**PAGE EXCERPT:**

A Multi-Task Cross-Task Learning Architecture for Ad-hoc Uncertainty Estimation in 3D Cardiac MRI Image Segmentation

Medical image segmentation has significantly benefitted thanks to deep learning architectures. Furthermore, semi-supervised learning (SSL) has recently been a growing trend for improving a model's overall performance by leveraging abundant unlabeled data. Moreover, learning multiple tasks within the same model further improves model generalizability. To generate smoother and accurate segmentation masks from 3D cardiac MR images, we present a Multi-task Cross-task learning consistency approach to enforce the correlation between the pixel-level (segmentation) and the geometric-level (distance map) tasks. Our extensive experimentation with varied quantities of labeled data in the training sets justifies the effectiveness of our model for the segmentation of the left atrial cavity from Gadolinium-enhanced magnetic resonance (GE-MR) images. With the incorporation of uncertainty estimates to detect failures in the segmentation masks generated by CNNs, our study further showcases the potential of our model to flag low-quality segmentation from a given model.

L-CO-Net: Learned Condensation-Optimization Network for Clinical Parameter Estimation from Cardiac Cine MRI

In this work, we implement a fully convolutional segmenter featuring both a learned group structure and a regularized weight-pruner to reduce the high computational cost in volumetric image segmentation. We validated our framework on the ACDC dataset featuring one healthy and four pathology groups imaged throughout the cardiac cycle. Our technique achieved Dice scores of 96.8% (LV blood-pool), 93.3% (RV blood-pool) and 90.0% (LV Myocardium) with five-fold cross-validation and yielded similar clinical parameters as those estimated from the ground truth segmentation data. Based on these results, this technique has the potential to become an efficient and competitive cardiac image segmentation tool that may be used for cardiac computer-aided diagnosis, planning, and guidance applications.

**Extracted data entries:**
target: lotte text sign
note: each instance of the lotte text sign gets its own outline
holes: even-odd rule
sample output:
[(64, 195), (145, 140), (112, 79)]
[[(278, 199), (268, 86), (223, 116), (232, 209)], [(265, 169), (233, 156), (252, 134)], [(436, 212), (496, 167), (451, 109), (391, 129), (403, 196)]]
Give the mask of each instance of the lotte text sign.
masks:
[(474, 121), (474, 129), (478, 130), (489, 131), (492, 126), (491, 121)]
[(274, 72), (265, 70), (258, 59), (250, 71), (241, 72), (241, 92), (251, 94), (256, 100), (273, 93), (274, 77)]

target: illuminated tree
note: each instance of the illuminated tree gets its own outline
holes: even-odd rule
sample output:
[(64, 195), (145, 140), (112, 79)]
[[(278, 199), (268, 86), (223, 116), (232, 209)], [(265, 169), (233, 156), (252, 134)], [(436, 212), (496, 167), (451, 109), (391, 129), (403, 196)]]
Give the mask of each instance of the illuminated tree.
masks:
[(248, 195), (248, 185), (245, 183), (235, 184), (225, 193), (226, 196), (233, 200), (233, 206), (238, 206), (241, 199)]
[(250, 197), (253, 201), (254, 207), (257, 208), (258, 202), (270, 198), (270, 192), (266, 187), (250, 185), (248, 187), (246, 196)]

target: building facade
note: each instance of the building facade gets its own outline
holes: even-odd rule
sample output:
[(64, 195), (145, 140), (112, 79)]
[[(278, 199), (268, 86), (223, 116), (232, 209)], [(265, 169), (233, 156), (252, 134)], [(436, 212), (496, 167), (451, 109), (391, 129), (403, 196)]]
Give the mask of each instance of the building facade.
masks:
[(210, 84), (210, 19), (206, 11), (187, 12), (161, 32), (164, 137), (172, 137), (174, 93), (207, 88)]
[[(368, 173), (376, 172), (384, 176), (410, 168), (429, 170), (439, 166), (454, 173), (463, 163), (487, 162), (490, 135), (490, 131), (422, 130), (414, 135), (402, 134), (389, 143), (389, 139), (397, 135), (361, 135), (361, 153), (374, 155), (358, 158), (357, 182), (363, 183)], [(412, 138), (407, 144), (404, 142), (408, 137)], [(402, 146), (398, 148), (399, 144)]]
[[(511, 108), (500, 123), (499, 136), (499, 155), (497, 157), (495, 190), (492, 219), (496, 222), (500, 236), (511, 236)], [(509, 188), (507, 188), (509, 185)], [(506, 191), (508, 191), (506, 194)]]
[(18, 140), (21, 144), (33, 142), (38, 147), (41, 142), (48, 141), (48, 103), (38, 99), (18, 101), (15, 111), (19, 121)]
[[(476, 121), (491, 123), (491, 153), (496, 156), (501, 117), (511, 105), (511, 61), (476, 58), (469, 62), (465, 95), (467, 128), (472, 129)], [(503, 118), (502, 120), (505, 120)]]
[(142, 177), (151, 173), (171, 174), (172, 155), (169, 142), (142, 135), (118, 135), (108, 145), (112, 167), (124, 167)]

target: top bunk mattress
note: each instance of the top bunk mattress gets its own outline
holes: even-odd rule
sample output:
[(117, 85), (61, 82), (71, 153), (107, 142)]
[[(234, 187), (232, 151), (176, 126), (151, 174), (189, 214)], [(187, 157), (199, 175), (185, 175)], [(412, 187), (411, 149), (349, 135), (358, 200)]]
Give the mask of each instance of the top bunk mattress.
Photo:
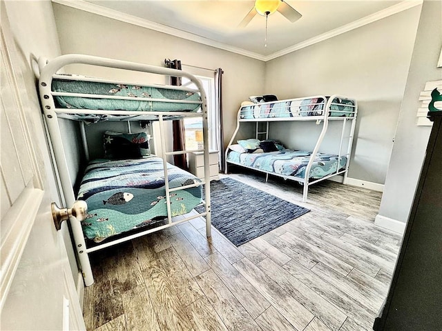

**EXERCISE A:**
Quote everything in the cardiac MRI abstracts from "In this work, we" down to "and guidance applications.".
**EXERCISE B:**
According to the cardiac MRI abstracts, what Dice score did the L-CO-Net technique reach for the RV blood-pool?

**OUTPUT A:**
In this work, we implement a fully convolutional segmenter featuring both a learned group structure and a regularized weight-pruner to reduce the high computational cost in volumetric image segmentation. We validated our framework on the ACDC dataset featuring one healthy and four pathology groups imaged throughout the cardiac cycle. Our technique achieved Dice scores of 96.8% (LV blood-pool), 93.3% (RV blood-pool) and 90.0% (LV Myocardium) with five-fold cross-validation and yielded similar clinical parameters as those estimated from the ground truth segmentation data. Based on these results, this technique has the potential to become an efficient and competitive cardiac image segmentation tool that may be used for cardiac computer-aided diagnosis, planning, and guidance applications.

**OUTPUT B:**
93.3%